▶ **Goal of the exercise**
Please rewrite the data below, replacing "every instance" with "all instances" and leaving everything else unchanged.

##### Data supplied #####

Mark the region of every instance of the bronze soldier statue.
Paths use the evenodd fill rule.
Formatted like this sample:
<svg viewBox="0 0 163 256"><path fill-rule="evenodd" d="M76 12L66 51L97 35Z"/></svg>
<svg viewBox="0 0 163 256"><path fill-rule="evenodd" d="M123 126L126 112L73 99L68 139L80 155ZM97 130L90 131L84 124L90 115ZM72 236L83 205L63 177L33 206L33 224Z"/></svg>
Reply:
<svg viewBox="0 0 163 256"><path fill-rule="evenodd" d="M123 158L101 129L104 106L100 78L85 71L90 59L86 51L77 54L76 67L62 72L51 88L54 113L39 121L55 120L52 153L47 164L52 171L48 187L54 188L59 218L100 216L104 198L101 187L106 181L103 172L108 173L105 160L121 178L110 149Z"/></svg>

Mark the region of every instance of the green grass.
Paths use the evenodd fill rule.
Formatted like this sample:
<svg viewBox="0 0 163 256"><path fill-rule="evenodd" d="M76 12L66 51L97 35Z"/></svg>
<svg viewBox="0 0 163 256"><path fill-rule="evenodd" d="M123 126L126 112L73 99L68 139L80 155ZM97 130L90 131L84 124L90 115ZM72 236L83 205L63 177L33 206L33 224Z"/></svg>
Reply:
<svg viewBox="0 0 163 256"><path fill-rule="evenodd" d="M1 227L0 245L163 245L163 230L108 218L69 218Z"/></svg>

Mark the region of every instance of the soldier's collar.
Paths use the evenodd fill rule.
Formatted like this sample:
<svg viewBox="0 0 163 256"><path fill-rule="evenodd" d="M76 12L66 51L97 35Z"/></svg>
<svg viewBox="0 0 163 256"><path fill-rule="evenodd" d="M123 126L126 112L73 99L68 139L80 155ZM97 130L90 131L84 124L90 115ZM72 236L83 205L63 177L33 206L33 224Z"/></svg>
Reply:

#####

▶ **Final result**
Mark the region of all instances of the bronze soldier statue.
Paths use the evenodd fill rule.
Formatted like this sample:
<svg viewBox="0 0 163 256"><path fill-rule="evenodd" d="M76 12L66 51L97 35Z"/></svg>
<svg viewBox="0 0 163 256"><path fill-rule="evenodd" d="M123 126L126 112L73 99L68 139L80 155ZM97 130L90 131L84 124L90 115ZM72 236L83 205L63 177L33 206L33 224Z"/></svg>
Reply:
<svg viewBox="0 0 163 256"><path fill-rule="evenodd" d="M123 158L101 129L104 106L100 78L85 71L90 59L86 51L77 54L76 67L62 72L51 88L54 113L39 121L55 120L52 153L47 164L52 171L48 187L54 188L59 218L100 216L104 198L101 187L106 181L103 172L108 173L105 160L121 178L110 149Z"/></svg>

Mark the region of all instances of the green grass.
Paths use the evenodd fill rule.
Formatted like this sample:
<svg viewBox="0 0 163 256"><path fill-rule="evenodd" d="M76 12L66 51L97 35Z"/></svg>
<svg viewBox="0 0 163 256"><path fill-rule="evenodd" d="M123 126L126 112L73 99L68 139L80 155ZM97 130L90 131L84 124L90 115ZM72 236L83 205L63 177L33 206L33 224Z"/></svg>
Reply:
<svg viewBox="0 0 163 256"><path fill-rule="evenodd" d="M1 227L0 245L163 245L163 230L108 218L69 218Z"/></svg>

Mark the region of all instances of the soldier's collar.
Paths use the evenodd fill rule.
Formatted like this sample:
<svg viewBox="0 0 163 256"><path fill-rule="evenodd" d="M76 12L66 51L97 35Z"/></svg>
<svg viewBox="0 0 163 256"><path fill-rule="evenodd" d="M123 126L126 112L73 99L68 139L80 155ZM97 130L90 131L84 124L90 115ZM72 236L83 205L63 177L33 206L33 224Z"/></svg>
Reply:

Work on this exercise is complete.